■ **EXTRAIT CITÉ**:
IV. Propagande hellénistique et persécution sous Antiochus Épiphane

Méfaits du prévôt Simon.

4 Le susdit Simon, passé dénonciateur du trésor et de la patrie, calomniait Onias comme si ce dernier avait fait assaillir Héliodore et avait été l’artisan de ce malheur.d

d En inventant quelque stratagème pour épouvanter Héliodore.

2 Le bienfaiteur de la cité, le protecteur de ses frères de race, le zélé observateur des lois, il osait en faire un ennemi de la chose publique. 3 Cette haine grandit au point que des meurtres furent commis par des affidés de Simon. 4 Considérant combien une telle rivalité était fâcheuse, et qu’Apollonius, fils de Ménesthée, stratège de Cœlé-Syrie et Phénicie, ne faisait qu’accroître la méchanceté de Simon, 5 Onias se transporta chez le roi, non pour être l’accusateur de ses concitoyens, mais ayant en vue l’intérêt général et particulier de tout le peuple. 6 Il voyait bien en effet que, sans une intervention royale, il était impossible d’obtenir désormais la paix publique, et que Simon ne mettrait pas un terme à sa folie.

Jason, le grand prêtre, introduit l’hellénisme.

7 Séleucus ayant quitté cette vie et Antiochus, surnommé Épiphane, lui ayant succédé,e Jason, frère d’Onias, usurpa le pontificat :f

e Antiochus IV (175-164), frère de Séleucus IV.

f La mort de Séleucus, provoquée par Héliodore en 175, contraria les espoirs d’Onias. Jésus, frère d’Onias, avait marqué son goût pour l’hellénisme en prenant le nom de Jason.

■ **MATÉRIEL**:

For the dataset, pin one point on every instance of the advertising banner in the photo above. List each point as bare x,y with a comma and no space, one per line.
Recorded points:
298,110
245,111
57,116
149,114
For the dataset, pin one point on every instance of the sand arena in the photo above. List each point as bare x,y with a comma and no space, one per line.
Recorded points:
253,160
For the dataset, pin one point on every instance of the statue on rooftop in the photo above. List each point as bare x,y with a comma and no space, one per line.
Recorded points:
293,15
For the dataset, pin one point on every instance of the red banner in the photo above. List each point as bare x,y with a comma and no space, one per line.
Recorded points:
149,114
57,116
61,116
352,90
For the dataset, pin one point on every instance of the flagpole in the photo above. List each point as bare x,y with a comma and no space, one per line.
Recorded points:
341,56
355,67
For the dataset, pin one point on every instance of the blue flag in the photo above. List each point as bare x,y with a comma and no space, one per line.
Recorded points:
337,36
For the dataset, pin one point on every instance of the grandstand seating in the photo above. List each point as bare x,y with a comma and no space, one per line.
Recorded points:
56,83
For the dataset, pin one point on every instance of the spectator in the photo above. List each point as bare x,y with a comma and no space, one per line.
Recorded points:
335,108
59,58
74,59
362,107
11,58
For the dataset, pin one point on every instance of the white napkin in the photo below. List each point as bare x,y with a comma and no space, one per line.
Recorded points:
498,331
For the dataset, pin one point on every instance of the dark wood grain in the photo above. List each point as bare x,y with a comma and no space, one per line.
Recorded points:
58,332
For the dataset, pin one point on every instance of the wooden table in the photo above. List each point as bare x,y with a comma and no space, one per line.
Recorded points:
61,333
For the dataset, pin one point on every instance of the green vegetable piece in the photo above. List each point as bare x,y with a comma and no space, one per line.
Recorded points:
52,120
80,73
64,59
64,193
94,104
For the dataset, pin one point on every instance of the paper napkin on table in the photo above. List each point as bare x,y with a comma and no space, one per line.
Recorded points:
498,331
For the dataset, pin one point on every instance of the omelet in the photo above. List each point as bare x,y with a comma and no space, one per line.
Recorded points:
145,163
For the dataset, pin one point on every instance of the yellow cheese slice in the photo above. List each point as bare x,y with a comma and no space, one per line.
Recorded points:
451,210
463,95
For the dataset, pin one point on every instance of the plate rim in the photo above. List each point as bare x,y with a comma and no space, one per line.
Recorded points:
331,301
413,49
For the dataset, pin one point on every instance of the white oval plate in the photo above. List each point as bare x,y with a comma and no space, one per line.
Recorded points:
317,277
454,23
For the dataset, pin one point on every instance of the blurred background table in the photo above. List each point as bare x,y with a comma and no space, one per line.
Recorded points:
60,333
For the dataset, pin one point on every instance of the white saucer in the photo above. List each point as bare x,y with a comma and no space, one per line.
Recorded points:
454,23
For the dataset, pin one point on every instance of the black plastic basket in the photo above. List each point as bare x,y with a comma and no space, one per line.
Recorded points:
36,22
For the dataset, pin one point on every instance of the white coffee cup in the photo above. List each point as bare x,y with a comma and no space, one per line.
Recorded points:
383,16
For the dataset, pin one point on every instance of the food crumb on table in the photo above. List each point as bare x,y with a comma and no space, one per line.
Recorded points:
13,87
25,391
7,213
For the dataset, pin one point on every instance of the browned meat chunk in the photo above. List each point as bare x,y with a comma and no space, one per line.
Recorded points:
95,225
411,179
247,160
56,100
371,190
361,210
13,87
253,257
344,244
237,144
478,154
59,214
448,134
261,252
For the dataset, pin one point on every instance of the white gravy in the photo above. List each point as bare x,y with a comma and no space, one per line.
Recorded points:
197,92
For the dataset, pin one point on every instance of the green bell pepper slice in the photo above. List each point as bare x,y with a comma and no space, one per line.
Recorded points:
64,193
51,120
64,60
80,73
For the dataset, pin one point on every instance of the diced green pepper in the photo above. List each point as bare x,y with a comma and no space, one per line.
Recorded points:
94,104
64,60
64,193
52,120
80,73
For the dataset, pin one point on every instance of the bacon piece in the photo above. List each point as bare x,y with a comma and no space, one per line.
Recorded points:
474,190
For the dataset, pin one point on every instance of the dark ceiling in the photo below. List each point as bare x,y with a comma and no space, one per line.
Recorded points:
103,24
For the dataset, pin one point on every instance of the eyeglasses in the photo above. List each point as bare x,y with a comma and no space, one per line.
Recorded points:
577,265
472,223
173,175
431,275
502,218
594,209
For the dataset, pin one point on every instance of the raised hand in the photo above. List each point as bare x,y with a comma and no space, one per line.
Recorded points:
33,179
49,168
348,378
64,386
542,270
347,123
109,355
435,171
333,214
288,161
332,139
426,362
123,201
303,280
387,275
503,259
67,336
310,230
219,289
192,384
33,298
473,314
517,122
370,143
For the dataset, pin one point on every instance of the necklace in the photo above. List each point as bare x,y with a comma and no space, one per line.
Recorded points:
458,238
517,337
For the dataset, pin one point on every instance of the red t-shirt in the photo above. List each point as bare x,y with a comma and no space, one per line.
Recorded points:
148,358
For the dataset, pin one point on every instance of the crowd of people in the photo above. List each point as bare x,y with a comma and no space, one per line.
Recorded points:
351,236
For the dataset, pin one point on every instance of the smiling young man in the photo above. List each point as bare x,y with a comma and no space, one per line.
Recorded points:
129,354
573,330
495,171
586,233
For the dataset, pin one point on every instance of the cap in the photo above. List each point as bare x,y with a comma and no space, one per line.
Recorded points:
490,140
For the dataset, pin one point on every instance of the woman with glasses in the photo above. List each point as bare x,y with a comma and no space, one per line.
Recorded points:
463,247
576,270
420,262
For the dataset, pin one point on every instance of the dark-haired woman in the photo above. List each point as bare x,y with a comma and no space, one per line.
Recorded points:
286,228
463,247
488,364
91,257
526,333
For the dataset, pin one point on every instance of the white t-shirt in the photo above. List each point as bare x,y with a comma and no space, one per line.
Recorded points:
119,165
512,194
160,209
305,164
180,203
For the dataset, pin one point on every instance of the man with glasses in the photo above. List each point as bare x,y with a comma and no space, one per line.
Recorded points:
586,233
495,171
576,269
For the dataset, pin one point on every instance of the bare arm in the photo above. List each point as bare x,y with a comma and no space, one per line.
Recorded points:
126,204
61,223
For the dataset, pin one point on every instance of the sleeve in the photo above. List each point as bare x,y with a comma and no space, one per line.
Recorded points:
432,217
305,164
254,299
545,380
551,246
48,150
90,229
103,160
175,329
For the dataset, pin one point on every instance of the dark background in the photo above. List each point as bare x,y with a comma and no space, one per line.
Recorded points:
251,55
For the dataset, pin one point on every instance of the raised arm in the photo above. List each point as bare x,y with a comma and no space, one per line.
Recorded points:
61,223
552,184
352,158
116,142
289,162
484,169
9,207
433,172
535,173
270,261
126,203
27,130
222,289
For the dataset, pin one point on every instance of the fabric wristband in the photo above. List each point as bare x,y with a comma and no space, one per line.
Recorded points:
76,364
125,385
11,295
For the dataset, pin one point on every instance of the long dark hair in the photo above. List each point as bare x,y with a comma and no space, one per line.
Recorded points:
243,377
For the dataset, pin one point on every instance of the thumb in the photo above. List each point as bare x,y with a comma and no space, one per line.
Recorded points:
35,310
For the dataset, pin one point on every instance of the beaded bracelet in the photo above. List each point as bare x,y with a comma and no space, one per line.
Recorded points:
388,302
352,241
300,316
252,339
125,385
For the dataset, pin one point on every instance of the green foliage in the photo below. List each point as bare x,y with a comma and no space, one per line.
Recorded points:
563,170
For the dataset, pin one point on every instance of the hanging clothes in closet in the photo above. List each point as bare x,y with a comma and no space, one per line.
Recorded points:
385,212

■ **TRAVAIL À FAIRE**:
[a] D'après l'extrait sur Simon et Onias, pourquoi Onias se rend-il chez le roi ? Répondez en une à trois phrases.
[b] Recopiez fidèlement un passage de l'extrait sur Simon et Onias : commencez aux mots « 7 Séleucus ayant » et arrêtez-vous après « nom de Jason. ».

■ **RÉSULTATS**:
[a] Onias voit que la rivalité avec Simon est fâcheuse et qu'Apollonius, stratège de Cœlé-Syrie et Phénicie, ne fait qu'accroître la méchanceté de Simon. Il comprend que, sans une intervention royale, la paix publique est désormais impossible et que Simon ne mettra pas un terme à sa folie. Il y va non pour accuser ses concitoyens, mais en vue de l'intérêt général et particulier de tout le peuple.

[b]
7 Séleucus ayant quitté cette vie et Antiochus, surnommé Épiphane, lui ayant succédé,e Jason, frère d’Onias, usurpa le pontificat :f

e Antiochus IV (175-164), frère de Séleucus IV.

f La mort de Séleucus, provoquée par Héliodore en 175, contraria les espoirs d’Onias. Jésus, frère d’Onias, avait marqué son goût pour l’hellénisme en prenant le nom de Jason.